Page extract:
If You Want to Sing…
You Have to Sing Everyday.
Whether a VO professional or a dedicated student, it’s happened to most of us. We hear ourselves singing a part in our heads (or in the shower) and we sound amazing! The tone, the phrasing, the delivery: it’s all happening.
We go into the session and the first take is a bit rough… still warming up.
The second take is a bit better in terms of the tone and delivery, but there’s all these notes that are just a little bit out of tune. It’s not like that one high note at the end that you can’t quite reach. It is a lot of little intonation problems through out the performance making the whole thing feel off or not quite right.
Then there’s the third take, technically it’s about the same as take two but now as you start to get nervous, your tone chokes up too.
By this time your dreading take four.
Imagine waking up from a coma…
You’re not going to go out and start running laps around the hospital. You will have to do a lot of physical therapy to re-train and rebuild all of those leg muscles.
Imagine learning to pitch a baseball right across the plate…
You can see yourself doing it, but when you first try it, it’s tough to even get in the strike zone much less right across the plate.
The difference with both of these situations is that you expect to have to practice to improve.
Singing is like talking, it is an internal process requiring no tool knowledge. The baseball is an external tool (to your body). With something that is external like a baseball, we expect to have to work to improve. With something as intrinsic as singing, we have a built in expectation that it should be as easy as speaking (a skill we develop in early childhood).
So the first thing we have to do is remove the frustration that comes from those false expectations and understand that improving your singing voice mostly requires a daily focused effort over an extended period of time.
A good singer makes the vocal feel as easy and natural as speech. In order to do that they have to sing everyday.
Look at it this way, when was the last time you went through an entire day without “practicing” your speaking? You don’t. Virtually every human on the face of the planet that is not “a mute” speaks everyday. That is why it’s so easy for all of us to speak and is also why we come to singing with false and frustrating expectations.
For the last few years I have been using a method book written by my friend and colleague Roger Love (RogerLove.com). While Roger has a number of publications (which I encourage you to check out as well), “Set Your Voice Free” is my favorite. I came to this book with a fair amount of experience singing in choirs as well as a BA in Music. Working with this book not only helped to really stabilize my pitch, but it has been really transformational for me to go from being “just a choir boy” to being able to cut lead vocals.
One of the first things I do when I start a musical artist in my development program is to make sure that they buy the book, read it cover to cover and work with the included practice CD every single day.
So just like my artists, I want you to “get your love on” everyday…
Do this and you will truly learn to love to sing!
It can help to develop a real world perspective on just what “being in tune” means. You can gain this perspective by listening to music that has not been tuned in post production.

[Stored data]
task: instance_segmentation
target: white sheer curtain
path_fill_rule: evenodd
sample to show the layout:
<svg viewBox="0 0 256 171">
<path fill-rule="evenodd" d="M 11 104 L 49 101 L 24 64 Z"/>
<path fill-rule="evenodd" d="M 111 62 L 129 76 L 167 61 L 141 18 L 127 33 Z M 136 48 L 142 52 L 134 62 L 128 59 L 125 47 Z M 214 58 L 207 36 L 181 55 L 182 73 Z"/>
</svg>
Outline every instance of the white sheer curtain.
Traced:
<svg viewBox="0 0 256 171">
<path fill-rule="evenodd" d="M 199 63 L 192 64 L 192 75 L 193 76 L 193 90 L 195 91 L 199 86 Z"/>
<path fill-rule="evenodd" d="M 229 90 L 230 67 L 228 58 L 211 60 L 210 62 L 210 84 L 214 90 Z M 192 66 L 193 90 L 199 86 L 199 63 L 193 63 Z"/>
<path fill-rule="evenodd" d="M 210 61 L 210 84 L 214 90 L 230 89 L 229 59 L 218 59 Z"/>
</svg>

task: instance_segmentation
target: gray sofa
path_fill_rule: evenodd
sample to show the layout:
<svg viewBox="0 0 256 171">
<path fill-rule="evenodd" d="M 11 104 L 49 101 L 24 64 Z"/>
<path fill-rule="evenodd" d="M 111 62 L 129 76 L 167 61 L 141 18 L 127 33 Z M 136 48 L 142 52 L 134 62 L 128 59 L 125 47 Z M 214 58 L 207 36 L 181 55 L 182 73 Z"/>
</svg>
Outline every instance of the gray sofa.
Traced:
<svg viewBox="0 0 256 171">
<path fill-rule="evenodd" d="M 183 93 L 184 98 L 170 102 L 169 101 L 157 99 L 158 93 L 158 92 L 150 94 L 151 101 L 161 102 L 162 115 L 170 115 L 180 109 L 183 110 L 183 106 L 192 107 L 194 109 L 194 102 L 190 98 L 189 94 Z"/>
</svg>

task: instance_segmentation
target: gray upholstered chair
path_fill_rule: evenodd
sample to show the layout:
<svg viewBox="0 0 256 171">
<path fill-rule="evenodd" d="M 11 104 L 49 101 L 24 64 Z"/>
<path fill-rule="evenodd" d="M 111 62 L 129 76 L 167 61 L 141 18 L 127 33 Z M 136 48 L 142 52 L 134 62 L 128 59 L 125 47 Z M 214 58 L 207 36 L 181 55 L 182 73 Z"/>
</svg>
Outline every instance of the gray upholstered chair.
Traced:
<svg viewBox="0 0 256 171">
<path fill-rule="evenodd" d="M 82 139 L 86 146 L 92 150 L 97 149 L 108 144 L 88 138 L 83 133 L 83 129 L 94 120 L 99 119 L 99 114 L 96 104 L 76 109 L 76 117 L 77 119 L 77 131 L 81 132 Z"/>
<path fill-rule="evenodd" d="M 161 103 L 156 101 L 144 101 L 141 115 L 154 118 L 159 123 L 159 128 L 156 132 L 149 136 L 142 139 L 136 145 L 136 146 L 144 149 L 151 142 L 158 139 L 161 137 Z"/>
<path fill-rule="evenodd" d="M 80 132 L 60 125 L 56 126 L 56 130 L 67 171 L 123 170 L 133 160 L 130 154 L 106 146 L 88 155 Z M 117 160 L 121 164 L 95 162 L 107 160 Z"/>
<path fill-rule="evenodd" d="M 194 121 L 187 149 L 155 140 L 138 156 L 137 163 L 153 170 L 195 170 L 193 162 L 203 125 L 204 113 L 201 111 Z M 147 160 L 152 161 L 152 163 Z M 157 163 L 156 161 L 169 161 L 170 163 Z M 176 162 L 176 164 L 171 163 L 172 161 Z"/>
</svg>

Aim of the task:
Extract the passage of the singing practice article starting at "If You Want" and ending at "chokes up too.", copying it word for word.

Task response:
If You Want to Sing…
You Have to Sing Everyday.
Whether a VO professional or a dedicated student, it’s happened to most of us. We hear ourselves singing a part in our heads (or in the shower) and we sound amazing! The tone, the phrasing, the delivery: it’s all happening.
We go into the session and the first take is a bit rough… still warming up.
The second take is a bit better in terms of the tone and delivery, but there’s all these notes that are just a little bit out of tune. It’s not like that one high note at the end that you can’t quite reach. It is a lot of little intonation problems through out the performance making the whole thing feel off or not quite right.
Then there’s the third take, technically it’s about the same as take two but now as you start to get nervous, your tone chokes up too.